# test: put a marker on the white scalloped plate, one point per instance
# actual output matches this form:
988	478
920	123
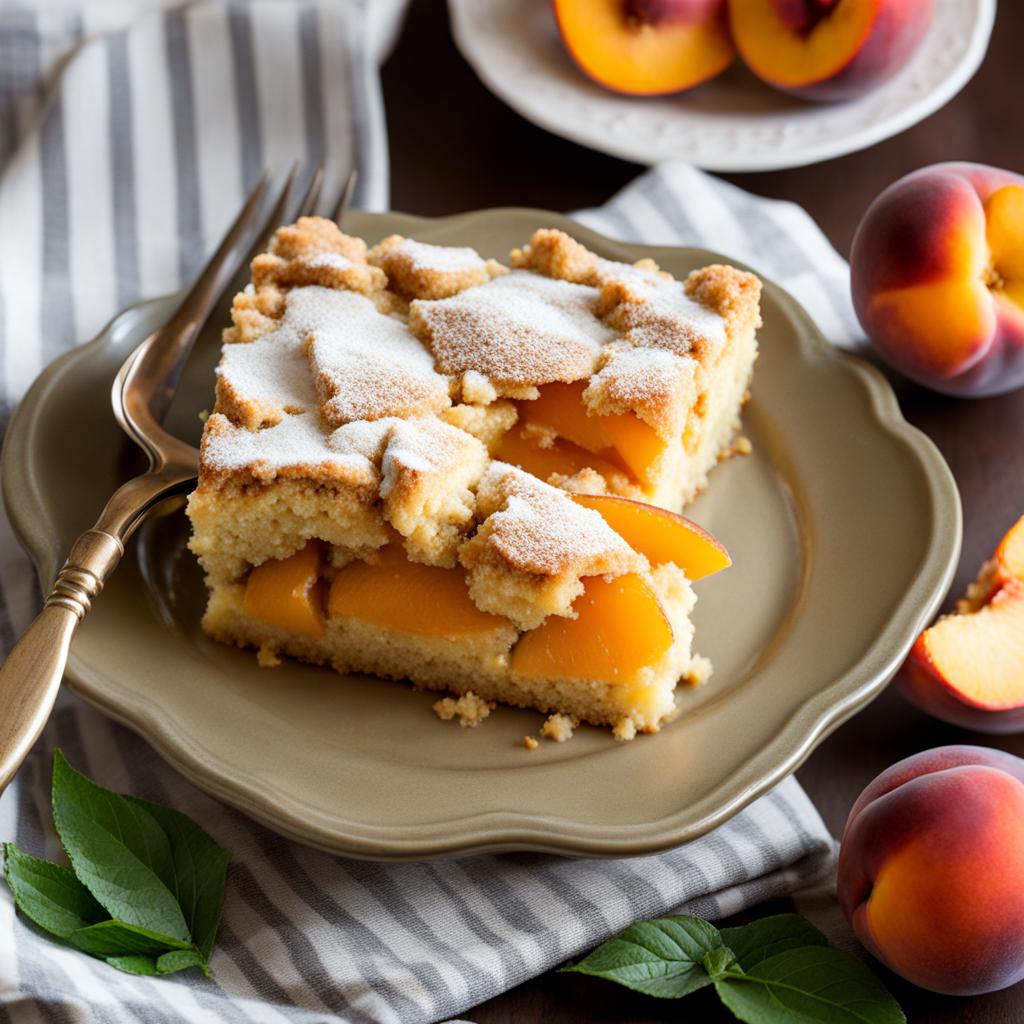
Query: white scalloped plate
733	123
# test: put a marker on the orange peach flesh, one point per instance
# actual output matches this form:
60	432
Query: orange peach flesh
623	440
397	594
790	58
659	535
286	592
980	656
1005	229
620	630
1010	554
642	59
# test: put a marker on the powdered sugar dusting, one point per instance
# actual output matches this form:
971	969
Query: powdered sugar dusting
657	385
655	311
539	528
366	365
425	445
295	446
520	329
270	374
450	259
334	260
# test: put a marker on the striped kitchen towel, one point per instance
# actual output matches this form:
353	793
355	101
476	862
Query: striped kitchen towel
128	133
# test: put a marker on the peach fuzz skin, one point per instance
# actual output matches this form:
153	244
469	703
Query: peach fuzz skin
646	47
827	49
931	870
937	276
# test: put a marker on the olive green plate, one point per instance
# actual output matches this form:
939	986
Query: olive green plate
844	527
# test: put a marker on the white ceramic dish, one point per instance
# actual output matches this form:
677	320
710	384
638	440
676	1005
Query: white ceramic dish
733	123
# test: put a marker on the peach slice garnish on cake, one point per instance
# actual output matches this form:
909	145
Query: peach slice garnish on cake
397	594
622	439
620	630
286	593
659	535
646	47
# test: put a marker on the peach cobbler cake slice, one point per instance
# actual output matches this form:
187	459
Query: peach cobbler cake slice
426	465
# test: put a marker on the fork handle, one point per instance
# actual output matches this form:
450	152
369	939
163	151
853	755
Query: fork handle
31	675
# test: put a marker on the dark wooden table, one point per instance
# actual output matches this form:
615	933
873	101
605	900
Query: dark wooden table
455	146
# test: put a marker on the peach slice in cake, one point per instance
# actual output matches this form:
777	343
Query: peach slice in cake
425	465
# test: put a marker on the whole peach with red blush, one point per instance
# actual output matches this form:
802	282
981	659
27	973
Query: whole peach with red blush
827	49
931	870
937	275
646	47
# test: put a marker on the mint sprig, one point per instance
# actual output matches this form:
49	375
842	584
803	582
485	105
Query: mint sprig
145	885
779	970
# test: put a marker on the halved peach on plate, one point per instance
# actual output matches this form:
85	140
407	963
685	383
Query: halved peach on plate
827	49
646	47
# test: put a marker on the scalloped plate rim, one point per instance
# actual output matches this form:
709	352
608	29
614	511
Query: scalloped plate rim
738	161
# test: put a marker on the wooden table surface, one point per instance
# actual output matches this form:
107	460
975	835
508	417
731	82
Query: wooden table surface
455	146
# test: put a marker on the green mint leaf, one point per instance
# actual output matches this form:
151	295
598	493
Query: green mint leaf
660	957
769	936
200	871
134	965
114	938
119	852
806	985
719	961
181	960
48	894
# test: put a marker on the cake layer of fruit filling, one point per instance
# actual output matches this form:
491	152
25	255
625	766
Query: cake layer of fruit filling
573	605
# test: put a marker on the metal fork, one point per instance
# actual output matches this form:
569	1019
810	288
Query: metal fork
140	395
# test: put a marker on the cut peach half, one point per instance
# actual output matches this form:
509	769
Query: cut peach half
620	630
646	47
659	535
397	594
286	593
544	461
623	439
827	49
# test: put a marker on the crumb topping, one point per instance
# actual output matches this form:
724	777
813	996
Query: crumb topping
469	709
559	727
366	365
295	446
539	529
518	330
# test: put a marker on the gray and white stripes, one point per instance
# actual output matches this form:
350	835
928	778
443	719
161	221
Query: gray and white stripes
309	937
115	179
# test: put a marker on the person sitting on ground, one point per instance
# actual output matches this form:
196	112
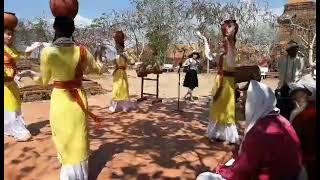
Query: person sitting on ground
★ ★ ★ ★ ★
# What to work on
Leave out the pictures and copy every record above exactly.

# Response
# test: put a marker on the white scalloped plate, one point per instance
# actual output matches this form:
988	478
920	123
Query: white scalloped plate
733	123
# test: put a marker on the orange peach flesh, one point per instance
# actual output matches this form:
60	432
Query: orange peach flesh
623	440
397	594
790	58
659	535
286	592
980	656
1005	229
620	630
1010	554
642	59
# test: put a marker on the powdered sugar dusting, one point per instance
# actual output matches this form:
971	969
Query: powdered sugar dusting
657	385
655	311
539	528
366	365
425	445
295	446
520	329
270	374
450	259
334	260
# test: put a marker on the striped kitchen towel, one point per instance
# actual output matches this form:
353	793
355	101
476	862
Query: striped kitchen towel
128	133
# test: put a marker on the peach fuzz skin, one point per instance
# actual output matches this form:
153	244
469	703
Query: peach fuzz skin
646	47
827	49
931	870
937	276
# test: put a marker on the olive green plate, one point per instance
# actual output matches this form:
939	986
Query: olive green plate
844	527
# test: put a marker on the white ceramic dish, one point per instance
# actual output matches this form:
677	320
710	384
638	440
676	1005
Query: white ceramic dish
733	123
# test: put a marker on the peach slice garnish on cake, one point per instance
# actual output matches this form:
909	145
Query: peach slice garnish on cake
397	594
622	439
620	630
286	593
659	535
646	47
# test: put a marker on the peach cobbler cake slice, one point per instance
# actual output matches this form:
187	459
Query: peach cobbler cake slice
426	465
# test: put a marker on the fork handle, one point per instance
# actual output matches this form:
450	152
369	939
163	151
853	755
Query: fork handle
31	675
# test: put a marker on the dark wooden table, one point per instance
# actual output matches this form:
615	933
873	101
605	900
Query: dark wooden table
455	146
# test: put a marker on the peach slice in cake, one point per instance
# actual output matches this form:
777	343
Query: peach slice in cake
425	465
# test: put a marker on the whole peach with red blush, one point per instance
# actual output matches this form:
802	282
981	659
27	973
Query: whole peach with red blush
827	49
931	870
937	275
646	47
# test: put a marker on the mint sprig, one point per instance
# actual output matches this form:
49	375
842	584
803	582
485	105
Query: mint sprig
145	885
779	970
# test: put a marker on the halved peach on plate, one point per instance
# actual output matches this form:
85	140
407	963
685	383
Query: halved peach on plate
827	49
646	47
# test: put a marker on the scalloped plate rim, one point per instance
# actual output matches this form:
709	352
608	29
614	511
Query: scalloped plate rim
738	161
# test: put a marker on the wooden table surface, one point per instance
# actual output matches this form:
107	460
975	835
508	417
731	82
Query: wooden table surface
455	146
# test: put a marker on the green mint leaf, one point per instance
# actual output matches this form:
151	295
598	493
Query: green mint leaf
660	957
769	936
200	871
134	965
114	938
119	852
806	985
719	961
181	960
48	894
# test: put a marker on the cake layer of fruit filling, one point per instance
# actual output matches this form:
491	152
25	255
625	766
Query: cake layer of fruit filling
573	605
# test: put a marker on the metal fork, one point per instance
# actual output matches this form:
569	1019
810	288
Query: metal fork
140	395
# test: put a marker on the cut peach half, one point per instance
# actual output matches this form:
509	769
Query: cut peach half
620	630
646	47
659	535
397	594
286	593
544	461
623	439
827	49
# test: put a marker on the crumb topping, one point per instance
# actual output matches this form:
724	777
813	996
Query: crumb topping
469	709
559	727
366	365
295	446
539	529
518	330
# test: put a marker on the gray and white stripes, one point per instance
# actual output matches this form:
350	835
928	778
443	719
161	221
Query: gray and white stripes
309	937
115	179
# test: put a marker on the person sitting on ground, one point per instance
# actual output matches this form:
196	112
Query: person sitting on ground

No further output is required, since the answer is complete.